BEGIN Passage to read

Macrophages and Dendritic Cells Present Antigens
Macaroni-mac-man and Dreadlocks-cell presenting Ant-gem

Macrophages consume pathogens or pathogen-infected cells. Both macrophages and dendritic cells present antigens on the cell surface so that other immune cells can recognize the infection and coordinate a specific response.

T Cell Develops Antigen Specificity
Tennis-ball Matching Receptor to Ant-gem

T cells develop antigen specificity in order to target infected cells with a specific pathogen. This allows them to respond to each pathogen individually and also to create a memory response that will trigger on secondary infection by the same pathogen.

Regulatory T Cells Suppress Response
Referee Tennis-ball Suppressing other Tennis-balls

Regulatory T cells help suppress the immune response in order to prevent unintended damage to the body by non-specific immune processes. Once the pathogen has been eliminated, the immune system must return to its dormant state.

END Passage to read
BEGIN Excerpted data

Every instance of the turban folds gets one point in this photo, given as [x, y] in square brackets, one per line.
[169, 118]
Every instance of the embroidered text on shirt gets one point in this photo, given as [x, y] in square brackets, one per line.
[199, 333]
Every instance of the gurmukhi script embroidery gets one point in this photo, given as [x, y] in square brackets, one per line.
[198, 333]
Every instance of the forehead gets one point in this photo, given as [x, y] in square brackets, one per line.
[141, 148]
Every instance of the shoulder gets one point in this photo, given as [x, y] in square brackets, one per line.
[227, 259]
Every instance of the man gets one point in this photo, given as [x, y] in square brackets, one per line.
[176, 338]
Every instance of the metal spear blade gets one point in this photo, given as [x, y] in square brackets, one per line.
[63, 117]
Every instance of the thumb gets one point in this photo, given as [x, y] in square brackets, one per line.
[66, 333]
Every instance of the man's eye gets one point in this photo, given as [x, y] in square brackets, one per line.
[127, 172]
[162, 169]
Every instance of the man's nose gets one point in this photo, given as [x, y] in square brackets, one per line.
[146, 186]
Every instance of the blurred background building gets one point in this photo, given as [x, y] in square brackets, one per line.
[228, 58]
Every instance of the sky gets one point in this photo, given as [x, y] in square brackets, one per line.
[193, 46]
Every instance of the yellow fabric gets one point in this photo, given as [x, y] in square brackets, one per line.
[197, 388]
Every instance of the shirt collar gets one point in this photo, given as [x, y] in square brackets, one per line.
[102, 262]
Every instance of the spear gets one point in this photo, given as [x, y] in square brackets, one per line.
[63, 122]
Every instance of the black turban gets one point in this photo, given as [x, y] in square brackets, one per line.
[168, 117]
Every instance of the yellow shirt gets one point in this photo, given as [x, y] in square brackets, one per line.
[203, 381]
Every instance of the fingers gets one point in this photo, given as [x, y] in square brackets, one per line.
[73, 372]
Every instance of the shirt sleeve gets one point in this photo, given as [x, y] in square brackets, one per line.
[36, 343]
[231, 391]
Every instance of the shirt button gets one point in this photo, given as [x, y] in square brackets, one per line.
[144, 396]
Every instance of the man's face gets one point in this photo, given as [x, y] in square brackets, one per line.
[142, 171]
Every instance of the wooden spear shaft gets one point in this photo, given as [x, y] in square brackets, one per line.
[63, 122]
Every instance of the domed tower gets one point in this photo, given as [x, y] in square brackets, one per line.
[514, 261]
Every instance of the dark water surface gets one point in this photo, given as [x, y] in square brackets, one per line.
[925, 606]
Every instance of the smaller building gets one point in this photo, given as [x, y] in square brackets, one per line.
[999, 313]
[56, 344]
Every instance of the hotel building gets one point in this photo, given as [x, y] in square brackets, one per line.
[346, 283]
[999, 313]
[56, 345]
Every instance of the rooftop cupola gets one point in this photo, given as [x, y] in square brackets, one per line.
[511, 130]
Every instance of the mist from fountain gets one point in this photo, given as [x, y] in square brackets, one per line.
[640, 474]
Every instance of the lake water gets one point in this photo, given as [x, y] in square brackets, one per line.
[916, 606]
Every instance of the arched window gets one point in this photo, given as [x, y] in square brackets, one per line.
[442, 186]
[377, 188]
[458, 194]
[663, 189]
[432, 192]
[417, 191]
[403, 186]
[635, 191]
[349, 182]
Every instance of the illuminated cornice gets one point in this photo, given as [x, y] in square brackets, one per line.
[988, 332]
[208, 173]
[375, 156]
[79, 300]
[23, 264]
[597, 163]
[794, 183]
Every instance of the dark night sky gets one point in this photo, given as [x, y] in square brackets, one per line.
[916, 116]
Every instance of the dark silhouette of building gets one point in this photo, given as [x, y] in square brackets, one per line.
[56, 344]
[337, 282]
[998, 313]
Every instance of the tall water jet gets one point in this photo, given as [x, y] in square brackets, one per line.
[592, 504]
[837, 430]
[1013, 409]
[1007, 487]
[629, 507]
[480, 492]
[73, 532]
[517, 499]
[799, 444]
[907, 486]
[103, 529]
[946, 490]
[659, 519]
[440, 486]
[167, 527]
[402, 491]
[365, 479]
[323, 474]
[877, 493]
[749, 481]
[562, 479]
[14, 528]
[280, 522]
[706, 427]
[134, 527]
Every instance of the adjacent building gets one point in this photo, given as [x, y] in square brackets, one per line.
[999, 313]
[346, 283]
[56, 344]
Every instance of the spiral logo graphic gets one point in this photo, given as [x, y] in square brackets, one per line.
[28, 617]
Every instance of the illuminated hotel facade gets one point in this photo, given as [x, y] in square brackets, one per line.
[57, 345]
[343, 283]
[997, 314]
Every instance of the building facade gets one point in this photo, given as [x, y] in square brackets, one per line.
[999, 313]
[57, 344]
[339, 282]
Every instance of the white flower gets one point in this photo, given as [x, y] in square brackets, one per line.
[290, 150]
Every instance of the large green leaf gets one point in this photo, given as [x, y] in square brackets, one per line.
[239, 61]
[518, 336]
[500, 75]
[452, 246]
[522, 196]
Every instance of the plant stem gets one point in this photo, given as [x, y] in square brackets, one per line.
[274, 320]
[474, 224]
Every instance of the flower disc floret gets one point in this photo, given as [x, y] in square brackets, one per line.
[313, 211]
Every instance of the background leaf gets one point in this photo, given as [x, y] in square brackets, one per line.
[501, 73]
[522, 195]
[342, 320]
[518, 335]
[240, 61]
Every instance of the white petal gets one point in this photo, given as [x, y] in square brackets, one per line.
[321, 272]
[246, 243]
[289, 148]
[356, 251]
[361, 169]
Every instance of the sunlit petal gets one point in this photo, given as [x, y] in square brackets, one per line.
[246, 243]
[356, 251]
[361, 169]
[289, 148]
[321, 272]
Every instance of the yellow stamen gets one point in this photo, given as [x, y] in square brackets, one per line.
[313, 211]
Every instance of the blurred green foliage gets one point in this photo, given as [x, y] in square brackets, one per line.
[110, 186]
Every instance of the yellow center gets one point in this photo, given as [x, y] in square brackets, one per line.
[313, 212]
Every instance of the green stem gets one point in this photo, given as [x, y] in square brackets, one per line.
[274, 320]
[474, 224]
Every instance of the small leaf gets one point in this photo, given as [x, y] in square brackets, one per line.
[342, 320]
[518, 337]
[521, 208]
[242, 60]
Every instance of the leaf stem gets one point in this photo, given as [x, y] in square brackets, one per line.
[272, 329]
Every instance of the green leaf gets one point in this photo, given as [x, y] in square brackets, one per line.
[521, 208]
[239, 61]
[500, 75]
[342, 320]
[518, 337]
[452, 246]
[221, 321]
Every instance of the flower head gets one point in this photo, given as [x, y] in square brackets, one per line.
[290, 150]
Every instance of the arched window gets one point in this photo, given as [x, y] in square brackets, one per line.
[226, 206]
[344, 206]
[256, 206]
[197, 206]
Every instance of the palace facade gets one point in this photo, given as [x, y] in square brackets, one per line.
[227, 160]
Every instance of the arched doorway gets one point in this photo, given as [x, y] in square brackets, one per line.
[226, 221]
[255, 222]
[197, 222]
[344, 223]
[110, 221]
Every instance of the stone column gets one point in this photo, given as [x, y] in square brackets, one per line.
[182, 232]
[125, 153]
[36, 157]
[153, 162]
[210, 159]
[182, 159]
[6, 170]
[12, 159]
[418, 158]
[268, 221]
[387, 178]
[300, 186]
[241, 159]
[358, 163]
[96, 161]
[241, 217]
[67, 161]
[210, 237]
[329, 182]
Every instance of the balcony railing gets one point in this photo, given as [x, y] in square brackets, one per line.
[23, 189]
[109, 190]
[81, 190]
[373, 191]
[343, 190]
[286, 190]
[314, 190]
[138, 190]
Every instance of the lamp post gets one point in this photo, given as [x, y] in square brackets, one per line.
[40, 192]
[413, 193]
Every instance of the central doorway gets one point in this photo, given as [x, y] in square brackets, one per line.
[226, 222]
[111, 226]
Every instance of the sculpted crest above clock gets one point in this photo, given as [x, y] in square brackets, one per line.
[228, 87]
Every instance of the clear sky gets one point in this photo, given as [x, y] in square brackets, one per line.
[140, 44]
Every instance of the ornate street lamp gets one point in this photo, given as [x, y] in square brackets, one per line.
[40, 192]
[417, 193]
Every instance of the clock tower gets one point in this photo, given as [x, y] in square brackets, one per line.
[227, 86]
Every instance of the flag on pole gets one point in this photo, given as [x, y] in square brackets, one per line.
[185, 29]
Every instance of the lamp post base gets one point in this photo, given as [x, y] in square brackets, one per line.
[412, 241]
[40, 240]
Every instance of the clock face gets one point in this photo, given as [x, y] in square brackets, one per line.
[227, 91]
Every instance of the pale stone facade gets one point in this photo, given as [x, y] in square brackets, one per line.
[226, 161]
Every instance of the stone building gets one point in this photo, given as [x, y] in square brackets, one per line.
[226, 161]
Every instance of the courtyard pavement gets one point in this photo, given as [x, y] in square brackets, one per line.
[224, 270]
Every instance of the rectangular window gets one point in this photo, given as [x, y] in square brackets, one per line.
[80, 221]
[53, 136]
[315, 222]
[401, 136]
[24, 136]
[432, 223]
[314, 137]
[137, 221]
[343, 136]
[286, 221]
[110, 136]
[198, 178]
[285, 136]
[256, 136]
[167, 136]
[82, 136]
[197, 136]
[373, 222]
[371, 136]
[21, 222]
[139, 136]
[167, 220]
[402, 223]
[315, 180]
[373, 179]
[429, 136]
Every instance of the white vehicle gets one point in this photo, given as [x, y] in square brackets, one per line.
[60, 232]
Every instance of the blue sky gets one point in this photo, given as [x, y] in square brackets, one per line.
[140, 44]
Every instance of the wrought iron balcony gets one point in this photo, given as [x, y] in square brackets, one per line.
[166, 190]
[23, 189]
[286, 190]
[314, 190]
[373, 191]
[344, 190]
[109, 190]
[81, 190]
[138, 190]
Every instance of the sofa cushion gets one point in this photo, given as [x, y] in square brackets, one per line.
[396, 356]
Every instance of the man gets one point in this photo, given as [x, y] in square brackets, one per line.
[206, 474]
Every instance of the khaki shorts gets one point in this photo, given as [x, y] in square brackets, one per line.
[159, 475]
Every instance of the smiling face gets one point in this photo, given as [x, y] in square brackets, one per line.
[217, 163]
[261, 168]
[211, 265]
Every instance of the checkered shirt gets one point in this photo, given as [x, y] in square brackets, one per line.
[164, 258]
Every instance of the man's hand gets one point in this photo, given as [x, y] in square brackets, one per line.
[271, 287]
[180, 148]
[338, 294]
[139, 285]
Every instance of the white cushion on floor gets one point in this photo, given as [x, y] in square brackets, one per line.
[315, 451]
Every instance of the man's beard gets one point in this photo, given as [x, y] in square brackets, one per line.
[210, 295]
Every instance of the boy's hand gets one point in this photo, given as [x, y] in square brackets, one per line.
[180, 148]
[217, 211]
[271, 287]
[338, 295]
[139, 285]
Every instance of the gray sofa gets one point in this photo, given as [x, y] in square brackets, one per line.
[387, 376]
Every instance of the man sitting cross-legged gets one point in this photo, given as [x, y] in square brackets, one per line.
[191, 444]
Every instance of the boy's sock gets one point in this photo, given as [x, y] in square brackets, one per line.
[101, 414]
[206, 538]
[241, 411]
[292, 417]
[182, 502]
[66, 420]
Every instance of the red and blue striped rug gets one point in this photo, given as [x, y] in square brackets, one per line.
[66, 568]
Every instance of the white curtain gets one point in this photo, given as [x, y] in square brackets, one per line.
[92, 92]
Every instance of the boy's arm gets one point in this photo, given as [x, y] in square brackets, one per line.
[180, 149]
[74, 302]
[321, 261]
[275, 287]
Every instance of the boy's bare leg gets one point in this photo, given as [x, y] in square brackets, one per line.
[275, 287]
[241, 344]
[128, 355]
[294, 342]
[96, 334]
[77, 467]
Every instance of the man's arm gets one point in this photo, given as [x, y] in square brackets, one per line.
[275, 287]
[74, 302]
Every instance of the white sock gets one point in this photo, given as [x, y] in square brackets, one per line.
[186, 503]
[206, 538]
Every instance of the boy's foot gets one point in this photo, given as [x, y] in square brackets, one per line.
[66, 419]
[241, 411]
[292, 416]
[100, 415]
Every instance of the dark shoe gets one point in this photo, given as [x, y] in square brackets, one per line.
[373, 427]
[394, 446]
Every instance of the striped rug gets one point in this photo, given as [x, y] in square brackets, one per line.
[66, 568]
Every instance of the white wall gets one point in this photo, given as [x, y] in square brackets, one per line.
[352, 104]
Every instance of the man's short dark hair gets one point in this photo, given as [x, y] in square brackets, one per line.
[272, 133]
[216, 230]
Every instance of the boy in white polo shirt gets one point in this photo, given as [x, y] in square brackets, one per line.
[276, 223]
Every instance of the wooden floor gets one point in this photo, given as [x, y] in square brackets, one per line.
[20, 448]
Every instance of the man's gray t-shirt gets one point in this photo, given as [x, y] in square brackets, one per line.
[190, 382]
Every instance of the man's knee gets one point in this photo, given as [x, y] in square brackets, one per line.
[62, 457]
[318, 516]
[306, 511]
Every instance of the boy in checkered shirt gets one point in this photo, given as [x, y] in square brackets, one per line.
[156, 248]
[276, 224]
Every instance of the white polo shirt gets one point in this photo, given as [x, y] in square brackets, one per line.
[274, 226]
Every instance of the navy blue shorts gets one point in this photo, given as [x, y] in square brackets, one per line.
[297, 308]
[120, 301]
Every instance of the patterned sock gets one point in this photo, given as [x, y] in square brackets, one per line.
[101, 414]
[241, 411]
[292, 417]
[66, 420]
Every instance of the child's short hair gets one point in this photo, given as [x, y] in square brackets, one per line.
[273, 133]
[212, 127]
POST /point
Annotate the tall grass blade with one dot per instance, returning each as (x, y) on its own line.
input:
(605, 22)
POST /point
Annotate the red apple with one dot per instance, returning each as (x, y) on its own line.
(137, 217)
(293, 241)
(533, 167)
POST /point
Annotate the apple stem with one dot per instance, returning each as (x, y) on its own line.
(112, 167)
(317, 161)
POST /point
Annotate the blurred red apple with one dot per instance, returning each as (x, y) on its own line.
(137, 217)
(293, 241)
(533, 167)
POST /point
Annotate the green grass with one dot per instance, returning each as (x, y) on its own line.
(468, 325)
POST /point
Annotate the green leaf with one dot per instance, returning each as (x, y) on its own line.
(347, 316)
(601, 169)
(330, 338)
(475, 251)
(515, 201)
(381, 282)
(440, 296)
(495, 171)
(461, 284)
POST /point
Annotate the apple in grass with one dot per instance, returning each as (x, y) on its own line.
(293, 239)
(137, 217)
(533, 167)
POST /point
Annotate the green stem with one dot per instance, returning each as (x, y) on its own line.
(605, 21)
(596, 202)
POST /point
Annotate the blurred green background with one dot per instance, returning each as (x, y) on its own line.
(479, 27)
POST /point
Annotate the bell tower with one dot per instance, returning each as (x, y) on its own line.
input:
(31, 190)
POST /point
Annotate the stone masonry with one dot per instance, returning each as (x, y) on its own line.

END Excerpted data

What you need to do »
• A. In the immune-cell text, each heading is followed by a playful mnemonic line. List all of these mnemonic lines.
• B. Extend the immune-cell text from its last sentence.
Nothing in the recorded data is needed for this work.

Task-by-task results »
• A.
- Macaroni-mac-man and Dreadlocks-cell presenting Ant-gem
- Tennis-ball Matching Receptor to Ant-gem
- Referee Tennis-ball Suppressing other Tennis-balls

• B.
Memory T Cells Cause Faster Secondary Response
Brain Tennis-ball directing second Tennis-ball to attack

Memory T cells persist after an infection has been resolved and duplicate to large numbers of effector T cells upon re-exposure to a pathogen.

Cytotoxic T Cells Lyse Infected Cells
Side-toe-toxic-green Tennis-ball Popping Infected Cell

Cytotoxic T cells destroy cells infected by viruses or bacteria through cell lysis. They also help destroy cancer cells.

Infected Cells Present Antigen On Surface
Sick-cell with Ant-gem on Cell Surface

Any infected cells present antigens on the cell surface in order to trigger the adaptive and humoral immune responses. The humoral immune response involves antibody production.